(Beginning of Data to examine)

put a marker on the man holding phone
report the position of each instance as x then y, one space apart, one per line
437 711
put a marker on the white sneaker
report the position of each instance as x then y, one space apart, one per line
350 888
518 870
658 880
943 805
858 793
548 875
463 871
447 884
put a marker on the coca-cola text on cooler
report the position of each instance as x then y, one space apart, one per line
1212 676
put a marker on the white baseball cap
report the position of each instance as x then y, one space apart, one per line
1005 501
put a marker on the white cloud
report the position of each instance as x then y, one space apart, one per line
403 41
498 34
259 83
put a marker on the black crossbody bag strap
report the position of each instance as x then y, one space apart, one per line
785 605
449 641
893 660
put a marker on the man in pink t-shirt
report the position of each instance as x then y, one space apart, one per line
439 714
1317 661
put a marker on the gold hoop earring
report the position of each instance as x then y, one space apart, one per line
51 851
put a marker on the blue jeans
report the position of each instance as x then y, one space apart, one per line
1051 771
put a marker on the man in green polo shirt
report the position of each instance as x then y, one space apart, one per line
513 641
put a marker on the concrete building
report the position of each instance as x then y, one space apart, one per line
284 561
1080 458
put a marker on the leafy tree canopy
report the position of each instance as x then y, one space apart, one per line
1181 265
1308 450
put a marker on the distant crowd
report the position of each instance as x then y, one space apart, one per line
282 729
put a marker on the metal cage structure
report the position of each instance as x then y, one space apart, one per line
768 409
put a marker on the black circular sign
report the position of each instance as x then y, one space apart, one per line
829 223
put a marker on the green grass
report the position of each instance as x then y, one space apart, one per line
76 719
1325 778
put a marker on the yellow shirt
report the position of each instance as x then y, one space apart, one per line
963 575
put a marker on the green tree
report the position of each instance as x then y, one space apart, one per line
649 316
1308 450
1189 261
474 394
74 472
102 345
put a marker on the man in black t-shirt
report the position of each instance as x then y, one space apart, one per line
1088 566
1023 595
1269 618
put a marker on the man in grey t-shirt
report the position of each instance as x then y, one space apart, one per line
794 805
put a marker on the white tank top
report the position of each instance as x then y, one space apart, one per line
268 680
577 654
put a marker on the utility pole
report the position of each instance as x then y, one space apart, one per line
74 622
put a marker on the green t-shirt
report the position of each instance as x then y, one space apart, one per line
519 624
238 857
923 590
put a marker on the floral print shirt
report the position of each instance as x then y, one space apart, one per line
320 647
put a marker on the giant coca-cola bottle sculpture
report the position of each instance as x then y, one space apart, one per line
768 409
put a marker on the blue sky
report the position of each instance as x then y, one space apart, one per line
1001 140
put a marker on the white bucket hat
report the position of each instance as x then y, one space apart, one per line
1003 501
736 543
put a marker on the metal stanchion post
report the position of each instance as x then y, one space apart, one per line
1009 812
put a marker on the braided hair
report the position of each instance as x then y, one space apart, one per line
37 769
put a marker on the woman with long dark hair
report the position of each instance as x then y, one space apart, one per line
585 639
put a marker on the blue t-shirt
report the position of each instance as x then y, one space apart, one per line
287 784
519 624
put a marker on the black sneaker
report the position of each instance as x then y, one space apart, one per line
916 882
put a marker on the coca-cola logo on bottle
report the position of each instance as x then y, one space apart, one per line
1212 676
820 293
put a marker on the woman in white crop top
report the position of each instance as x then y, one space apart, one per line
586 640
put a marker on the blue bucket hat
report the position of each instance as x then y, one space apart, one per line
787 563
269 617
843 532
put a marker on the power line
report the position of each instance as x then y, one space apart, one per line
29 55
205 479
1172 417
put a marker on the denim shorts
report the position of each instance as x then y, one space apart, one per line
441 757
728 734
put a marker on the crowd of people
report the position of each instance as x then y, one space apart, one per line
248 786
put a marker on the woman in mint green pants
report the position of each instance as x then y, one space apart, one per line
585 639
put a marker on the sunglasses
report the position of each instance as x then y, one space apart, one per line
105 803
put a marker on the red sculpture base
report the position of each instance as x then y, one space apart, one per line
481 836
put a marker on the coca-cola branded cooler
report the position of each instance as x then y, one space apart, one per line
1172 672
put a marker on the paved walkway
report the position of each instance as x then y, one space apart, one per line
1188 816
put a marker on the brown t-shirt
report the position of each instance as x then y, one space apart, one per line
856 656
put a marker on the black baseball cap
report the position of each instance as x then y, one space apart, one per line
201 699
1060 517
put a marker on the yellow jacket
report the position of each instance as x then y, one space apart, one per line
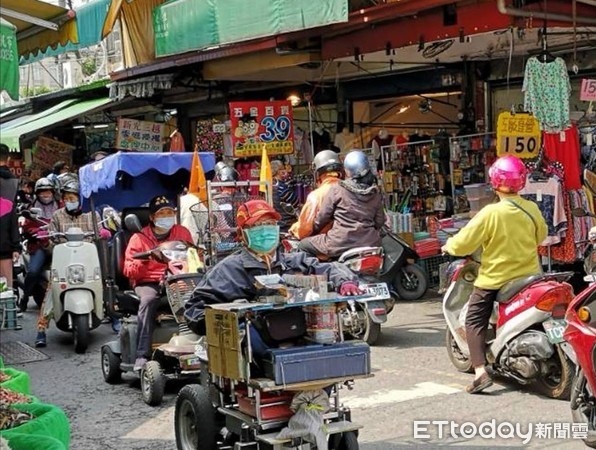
509 241
305 224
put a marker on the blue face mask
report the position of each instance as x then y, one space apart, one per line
71 206
165 223
262 238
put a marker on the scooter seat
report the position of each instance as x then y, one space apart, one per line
514 287
358 251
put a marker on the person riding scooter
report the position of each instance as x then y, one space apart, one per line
145 275
354 209
328 171
509 233
37 245
234 277
70 216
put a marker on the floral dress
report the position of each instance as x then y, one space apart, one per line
547 89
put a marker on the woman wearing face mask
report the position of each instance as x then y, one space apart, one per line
37 244
145 275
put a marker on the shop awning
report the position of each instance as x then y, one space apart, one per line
12 136
39 24
9 59
90 18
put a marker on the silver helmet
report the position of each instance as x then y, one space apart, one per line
356 164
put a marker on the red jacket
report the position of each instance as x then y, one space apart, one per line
149 271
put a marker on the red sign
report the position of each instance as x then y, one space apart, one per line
588 91
262 124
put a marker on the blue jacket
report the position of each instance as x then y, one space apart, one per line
234 278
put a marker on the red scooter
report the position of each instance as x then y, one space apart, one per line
581 334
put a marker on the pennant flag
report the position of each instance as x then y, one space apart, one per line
198 183
265 172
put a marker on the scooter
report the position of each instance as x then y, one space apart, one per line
525 336
173 343
581 334
76 286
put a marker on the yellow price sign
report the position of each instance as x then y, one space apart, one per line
518 135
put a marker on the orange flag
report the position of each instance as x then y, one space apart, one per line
198 182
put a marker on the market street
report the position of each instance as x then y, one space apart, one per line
413 380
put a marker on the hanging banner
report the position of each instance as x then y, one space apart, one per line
139 136
518 135
255 124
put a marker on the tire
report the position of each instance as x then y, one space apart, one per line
153 383
346 441
414 288
457 358
110 366
580 414
80 332
559 386
194 419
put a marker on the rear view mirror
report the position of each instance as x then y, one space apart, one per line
132 223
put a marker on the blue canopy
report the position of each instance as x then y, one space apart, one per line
132 179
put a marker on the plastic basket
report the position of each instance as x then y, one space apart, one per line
432 266
179 289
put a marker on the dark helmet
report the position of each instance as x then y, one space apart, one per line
356 164
43 184
71 186
326 161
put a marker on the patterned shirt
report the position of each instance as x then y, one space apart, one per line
547 90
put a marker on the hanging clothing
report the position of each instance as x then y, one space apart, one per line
547 89
564 148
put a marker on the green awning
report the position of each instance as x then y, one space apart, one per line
9 59
12 136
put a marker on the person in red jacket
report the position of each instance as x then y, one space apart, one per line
145 275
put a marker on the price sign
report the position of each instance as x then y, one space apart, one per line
518 135
588 91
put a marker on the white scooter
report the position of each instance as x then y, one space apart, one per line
76 286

(End of Data to examine)

- [Exercise objective]:
Print out the material word for word, omitting the pictures.

- [Solution to this task]:
put a marker on the man holding phone
report the position of each instance as x then y, one space apart, one per line
437 711
put a marker on the white sneaker
report the position of each instance as x then y, one space apart, one per line
350 888
518 870
658 880
943 805
858 793
548 875
463 871
447 884
put a marker on the coca-cola text on cooler
report the position of each instance as x then y, one space apart, one per line
1212 676
put a marker on the white baseball cap
report the position of each instance as x then y, one space apart, one per line
1005 501
put a marker on the white cloud
report the position of each instance as x then y, one space apart, one per line
403 41
498 34
259 83
put a marker on the black crossbody bag strap
report the position of each instance as x then y, one space apart, one per line
785 605
449 641
893 660
put a marker on the man in pink t-shirt
report the position of each instance as x then y, one space apart, one per line
439 714
1317 661
put a marker on the gold hoop earring
report the position of each instance as x then y, one space apart, one per line
51 851
put a marker on the blue jeans
report the position of each instance as x then y, one space apart, one per line
1051 771
put a marker on the man in green polo shirt
report the position of each instance as x then y, one space apart, one per line
513 641
put a marker on the concrete building
report the position of each instance as x then y, one space apart, one per line
284 561
1080 458
put a marker on the leafy tree canopy
report the position of each instance as x then y, one space apart, one per line
1181 265
1308 450
put a marker on the distant crowd
report the position of each instance as x then y, one space apart, one per line
282 729
put a marker on the metal cage structure
report the position of each instance as x then y, one space apart, one per line
768 409
put a marker on the black circular sign
report the position of each instance as x then y, one space apart, one per line
829 223
put a marker on the green grass
report the position of each instance as x then y, one space apart, one per line
76 719
1325 778
put a marker on the yellow shirt
report the position of each instance as x then y, one space apart, one per line
963 575
put a marker on the green tree
report the position of each instance as x then y, one space apart, one per line
649 316
1308 450
1189 261
474 394
74 472
102 345
put a marker on the man in black t-shirt
report the position of each instance as x then y, one space apart, one per line
1088 566
1023 595
1269 618
put a marker on the man in grey t-shirt
report the position of each instance as x then y, one space apart, one per line
794 805
put a marker on the white tank top
report the position of each instance as x then y, one space apart, one per line
268 680
577 654
put a marker on the utility pole
report the position of each instance as x then y, one space apart, one per line
74 622
put a marker on the green t-shirt
report the position of each instance as x then y, one space apart, one per line
519 624
238 857
923 590
put a marker on the floral print shirt
report the position of each instance as x then y, one space apart, one per line
320 647
put a marker on the giant coca-cola bottle sculpture
report the position of each instance as x then y, one space apart, one per line
768 409
put a marker on the blue sky
report the position of each instance as x then y, one space apart, one per line
1001 140
put a marker on the white bucket hat
report the position of each instance as x then y, one space apart, one per line
1003 501
736 543
put a marker on the metal stanchion post
report the position of each instance as x then y, one space apart, one per line
1009 812
put a marker on the braided hair
report the position of each instance as x then y, one space apart, one per line
37 769
put a marker on the woman with long dark hair
report the position of each instance as x then y, one space apart, one per line
585 639
put a marker on the blue t-shirt
report the position of each instance as x then y, one space apart, one per line
287 784
519 624
put a marker on the black sneaker
report the position of each instance as x then y, one space apart, one per line
916 882
put a marker on the coca-cola logo on bottle
report the position of each instance as x then y, one space apart, one per line
1212 676
820 293
put a marker on the woman in white crop top
report the position of each instance as x then y, one space apart, one per line
586 640
put a marker on the blue bucket hat
report the position of each instance as x then y, one space apart, one per line
787 563
269 617
843 532
put a marker on the power line
report the position of each instance as x then y, one space apart, one per line
29 55
205 479
1172 417
put a marker on the denim shorts
report the position of each instance as x then y, one space apart, one per line
441 757
728 734
put a marker on the crowd of people
report the position of each instance as x then y, one space apart, one per line
248 786
put a marker on the woman in mint green pants
report the position of each instance as x then y, one space apart, one per line
585 639
put a marker on the sunglasses
report the position of each instance as x then y, one space apart, one per line
105 803
put a marker on the red sculpture base
report the position of each instance as x then y, one space apart, one per line
481 836
put a marker on the coca-cola branded cooler
report the position of each instance as x then y, one space apart, one per line
1172 672
put a marker on the paved walkway
report the position of each instance as x then y, one space apart, one per line
1188 816
put a marker on the brown t-shirt
report the position of each instance as x then y, one space apart, one per line
856 656
put a marker on the black baseball cap
report the position of each instance as x then y, one space apart, one per line
201 699
1060 517
put a marker on the yellow jacket
report the position of each instance as x then y, one space apart, one per line
509 241
305 224
put a marker on the blue face mask
report the position of each instance as x then y, one space apart, one per line
71 206
165 223
262 238
put a marker on the scooter seat
report the position of each instance as x then y, one space apart, one per line
514 287
358 251
put a marker on the person riding scooter
report the position of each instance as x then y, one space apart, one per line
145 275
354 209
328 171
509 233
37 245
234 277
70 216
put a marker on the floral dress
report the position of each instance as x then y, one space apart, one per line
547 89
put a marker on the woman wearing face mask
report the position of each instance as x then y, one space apart, one per line
37 244
145 275
put a marker on the shop awning
report the position of each instance as x then y, one space apart, one per line
12 136
39 24
9 59
90 18
put a marker on the silver helmet
report the position of each instance as x then y, one space apart, one per line
356 164
put a marker on the red jacket
report the position of each instance as x then y, one space apart, one per line
149 271
put a marker on the red sign
report the position of each instance as x then y, one space apart, one per line
588 91
262 124
put a marker on the blue jacket
report the position of each instance as x then y, one space apart, one per line
234 278
put a marker on the red scooter
report the position of each instance as x then y, one space apart, one per line
581 334
put a marker on the pennant flag
report the position of each instance as x then y, one space apart, one per line
198 183
265 172
put a marker on the scooter
report the position of each instance as x then y, one space apart, one per line
525 336
173 343
581 334
76 286
put a marker on the yellow price sign
report the position of each instance as x then y, one space apart, one per line
518 135
put a marker on the orange flag
report the position of each instance as x then y, one space apart, one per line
198 182
put a marker on the market street
report the position of each instance as x then y, one space apart, one per line
413 380
put a marker on the hanging banner
report the position of each instance as x then y, one space apart, one per line
139 136
518 135
255 124
put a marker on the tire
report the position of each instance as x then y, one space apart, one per line
153 383
346 441
414 288
457 358
110 366
580 414
80 332
559 386
194 419
put a marker on the rear view mirror
report the position of each instance as x then y, one space apart, one per line
132 223
put a marker on the blue canopy
report the position of each instance as x then y, one space apart, one per line
132 179
put a marker on the plastic basket
report the position of each instance as x then y, one space apart, one per line
432 266
179 289
put a marker on the dark helmet
report the position of each instance as x then y, one space apart, one per line
356 164
43 184
71 186
326 161
put a marker on the patterned shirt
report the position of each instance as x then y, one space apart, one per line
547 90
put a marker on the hanging clothing
report the position of each instance as x then y, one space apart, one per line
547 89
564 148
put a marker on the green awning
report the position of each instance as x then y, one space apart, one per line
9 59
12 136
put a marker on the person in red jacket
report the position of each instance as x then y, one space apart, one per line
145 275
put a marker on the price sign
report the position of each instance as x then y, one space apart, one per line
518 135
588 91
put a marker on the white scooter
report the position of each instance as x then y, one space apart, one per line
76 286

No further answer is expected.